#### [ASSIGNMENT]
Go to the line below containing "sleeve shirt in the photo above." and print exactly from there through the line containing "Target: dry straw on ground", both included. Print nothing else.

--- START ---

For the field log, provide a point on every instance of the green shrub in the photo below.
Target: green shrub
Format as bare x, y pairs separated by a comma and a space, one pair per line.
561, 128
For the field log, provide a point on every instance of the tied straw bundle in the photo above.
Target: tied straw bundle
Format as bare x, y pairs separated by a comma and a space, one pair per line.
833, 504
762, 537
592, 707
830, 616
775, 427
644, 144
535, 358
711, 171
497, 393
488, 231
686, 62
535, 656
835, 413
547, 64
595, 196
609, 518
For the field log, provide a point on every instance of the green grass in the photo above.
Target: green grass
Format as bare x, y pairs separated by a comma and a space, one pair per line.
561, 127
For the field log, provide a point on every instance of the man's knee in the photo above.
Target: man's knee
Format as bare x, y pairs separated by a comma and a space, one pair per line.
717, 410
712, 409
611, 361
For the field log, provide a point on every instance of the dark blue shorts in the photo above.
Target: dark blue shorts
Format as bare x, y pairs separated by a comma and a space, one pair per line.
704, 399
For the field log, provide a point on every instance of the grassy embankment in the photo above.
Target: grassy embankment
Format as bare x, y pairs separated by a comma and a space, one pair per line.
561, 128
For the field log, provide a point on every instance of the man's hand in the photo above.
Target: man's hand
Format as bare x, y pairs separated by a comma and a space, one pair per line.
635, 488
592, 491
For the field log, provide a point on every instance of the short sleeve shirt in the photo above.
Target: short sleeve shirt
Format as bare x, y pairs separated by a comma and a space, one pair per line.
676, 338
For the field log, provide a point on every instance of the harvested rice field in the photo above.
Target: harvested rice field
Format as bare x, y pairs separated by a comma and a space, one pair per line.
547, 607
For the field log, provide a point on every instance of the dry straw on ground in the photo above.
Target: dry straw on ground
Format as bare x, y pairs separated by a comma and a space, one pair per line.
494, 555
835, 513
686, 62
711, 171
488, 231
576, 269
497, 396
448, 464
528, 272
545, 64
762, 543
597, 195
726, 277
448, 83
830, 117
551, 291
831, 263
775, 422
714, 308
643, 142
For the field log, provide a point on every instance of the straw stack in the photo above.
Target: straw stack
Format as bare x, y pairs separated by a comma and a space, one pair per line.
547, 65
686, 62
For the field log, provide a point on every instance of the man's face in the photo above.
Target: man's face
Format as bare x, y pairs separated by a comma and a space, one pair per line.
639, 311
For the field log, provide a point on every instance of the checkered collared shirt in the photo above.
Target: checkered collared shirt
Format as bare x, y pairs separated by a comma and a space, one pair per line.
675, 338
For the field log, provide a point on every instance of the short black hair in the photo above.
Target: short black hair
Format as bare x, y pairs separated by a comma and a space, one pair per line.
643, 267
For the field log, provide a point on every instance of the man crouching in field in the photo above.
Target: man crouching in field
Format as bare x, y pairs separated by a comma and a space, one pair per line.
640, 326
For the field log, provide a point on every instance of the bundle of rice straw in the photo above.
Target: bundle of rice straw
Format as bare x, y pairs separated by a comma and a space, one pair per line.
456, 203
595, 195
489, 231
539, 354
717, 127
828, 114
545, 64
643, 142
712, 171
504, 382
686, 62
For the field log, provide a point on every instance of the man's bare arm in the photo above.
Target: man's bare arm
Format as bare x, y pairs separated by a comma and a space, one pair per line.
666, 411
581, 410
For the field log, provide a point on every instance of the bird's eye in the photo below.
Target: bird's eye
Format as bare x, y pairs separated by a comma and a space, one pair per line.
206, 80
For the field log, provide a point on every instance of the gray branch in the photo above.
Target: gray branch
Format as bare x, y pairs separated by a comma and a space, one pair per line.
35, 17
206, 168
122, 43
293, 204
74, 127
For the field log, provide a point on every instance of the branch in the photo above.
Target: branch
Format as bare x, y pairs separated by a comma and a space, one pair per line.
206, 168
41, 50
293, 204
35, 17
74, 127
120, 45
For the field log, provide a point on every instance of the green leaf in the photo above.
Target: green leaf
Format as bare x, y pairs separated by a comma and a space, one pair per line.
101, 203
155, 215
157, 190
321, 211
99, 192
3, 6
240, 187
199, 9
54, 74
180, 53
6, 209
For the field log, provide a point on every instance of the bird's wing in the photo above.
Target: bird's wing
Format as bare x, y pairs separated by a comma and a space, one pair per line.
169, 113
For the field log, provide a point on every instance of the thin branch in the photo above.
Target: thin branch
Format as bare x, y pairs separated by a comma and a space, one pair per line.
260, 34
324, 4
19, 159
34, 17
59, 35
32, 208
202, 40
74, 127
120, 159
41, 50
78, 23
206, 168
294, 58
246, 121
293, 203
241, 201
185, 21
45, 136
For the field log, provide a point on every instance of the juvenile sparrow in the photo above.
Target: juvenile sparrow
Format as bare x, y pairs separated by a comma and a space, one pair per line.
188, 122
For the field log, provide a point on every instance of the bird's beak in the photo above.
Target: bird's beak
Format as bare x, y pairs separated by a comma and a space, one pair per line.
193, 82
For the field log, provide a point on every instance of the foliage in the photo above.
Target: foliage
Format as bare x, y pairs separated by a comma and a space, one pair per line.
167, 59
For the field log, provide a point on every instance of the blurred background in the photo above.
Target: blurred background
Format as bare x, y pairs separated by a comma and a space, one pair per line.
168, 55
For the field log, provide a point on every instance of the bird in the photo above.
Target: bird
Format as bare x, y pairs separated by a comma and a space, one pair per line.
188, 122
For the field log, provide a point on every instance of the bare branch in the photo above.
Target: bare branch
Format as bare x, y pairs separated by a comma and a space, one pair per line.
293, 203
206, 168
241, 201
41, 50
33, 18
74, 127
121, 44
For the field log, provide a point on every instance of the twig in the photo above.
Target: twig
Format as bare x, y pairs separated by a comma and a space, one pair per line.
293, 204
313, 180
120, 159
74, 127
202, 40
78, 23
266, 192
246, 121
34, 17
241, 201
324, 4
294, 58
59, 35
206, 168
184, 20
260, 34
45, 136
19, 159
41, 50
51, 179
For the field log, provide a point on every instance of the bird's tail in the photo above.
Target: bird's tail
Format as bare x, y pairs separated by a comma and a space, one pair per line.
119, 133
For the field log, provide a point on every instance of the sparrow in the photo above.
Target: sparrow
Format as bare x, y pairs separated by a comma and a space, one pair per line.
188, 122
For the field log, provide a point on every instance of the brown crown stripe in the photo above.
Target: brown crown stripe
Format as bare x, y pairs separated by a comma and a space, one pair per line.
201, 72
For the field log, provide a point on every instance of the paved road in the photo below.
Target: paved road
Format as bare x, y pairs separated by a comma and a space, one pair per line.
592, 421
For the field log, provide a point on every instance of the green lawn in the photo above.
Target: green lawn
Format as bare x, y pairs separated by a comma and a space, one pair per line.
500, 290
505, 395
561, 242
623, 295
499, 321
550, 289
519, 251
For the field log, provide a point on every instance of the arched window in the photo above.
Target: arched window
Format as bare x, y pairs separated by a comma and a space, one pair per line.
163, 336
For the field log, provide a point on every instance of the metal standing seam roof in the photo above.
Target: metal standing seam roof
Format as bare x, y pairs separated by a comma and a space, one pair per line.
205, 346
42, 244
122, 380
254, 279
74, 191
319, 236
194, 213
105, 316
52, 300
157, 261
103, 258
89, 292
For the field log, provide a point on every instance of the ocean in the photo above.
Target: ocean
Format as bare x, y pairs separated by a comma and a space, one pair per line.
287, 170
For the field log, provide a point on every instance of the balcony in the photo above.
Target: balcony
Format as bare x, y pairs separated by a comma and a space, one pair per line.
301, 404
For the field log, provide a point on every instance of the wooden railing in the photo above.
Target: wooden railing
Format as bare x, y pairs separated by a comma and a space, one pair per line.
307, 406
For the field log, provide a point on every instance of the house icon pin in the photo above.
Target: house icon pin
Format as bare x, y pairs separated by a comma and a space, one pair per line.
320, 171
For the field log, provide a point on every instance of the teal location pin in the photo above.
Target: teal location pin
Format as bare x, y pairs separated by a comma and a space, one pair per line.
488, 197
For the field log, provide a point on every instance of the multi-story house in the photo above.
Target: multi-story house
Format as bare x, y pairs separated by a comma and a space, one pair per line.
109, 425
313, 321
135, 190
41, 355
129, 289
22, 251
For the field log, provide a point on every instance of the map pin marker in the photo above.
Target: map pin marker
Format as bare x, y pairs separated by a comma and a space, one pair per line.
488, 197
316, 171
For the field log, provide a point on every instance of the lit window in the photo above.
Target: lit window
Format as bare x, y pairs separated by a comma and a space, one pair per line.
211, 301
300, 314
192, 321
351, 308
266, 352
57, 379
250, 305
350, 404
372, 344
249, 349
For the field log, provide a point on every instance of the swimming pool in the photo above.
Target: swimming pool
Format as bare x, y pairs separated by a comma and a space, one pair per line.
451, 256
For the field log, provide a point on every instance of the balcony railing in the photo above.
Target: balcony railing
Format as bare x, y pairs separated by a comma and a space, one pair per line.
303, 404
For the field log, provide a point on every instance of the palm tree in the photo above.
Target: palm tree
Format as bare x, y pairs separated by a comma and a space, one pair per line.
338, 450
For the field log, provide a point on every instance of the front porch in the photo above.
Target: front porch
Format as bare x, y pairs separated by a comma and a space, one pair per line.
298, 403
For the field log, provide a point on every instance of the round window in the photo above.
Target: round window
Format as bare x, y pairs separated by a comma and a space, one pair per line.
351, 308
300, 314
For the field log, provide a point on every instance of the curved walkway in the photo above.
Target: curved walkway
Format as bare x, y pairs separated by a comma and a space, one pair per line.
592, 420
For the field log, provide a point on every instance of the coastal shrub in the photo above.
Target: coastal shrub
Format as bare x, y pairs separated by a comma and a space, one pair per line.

--- END ---

#### [SOLUTION]
For the field log, provide a point on every instance of the short sleeve shirt in the photo above.
Target: short sleeve shirt
Format as bare x, y pairs separated by a comma and a space, one pair per line.
676, 338
For the field log, provide a point on every instance of the harvested rice field in the photo above.
Target: harvested rice field
Format as bare x, y pairs separated by a comma and a space, one pair per line.
547, 607
For the field log, provide a point on every instance of the dry straw on ground in the photo above.
Target: dry straw on ground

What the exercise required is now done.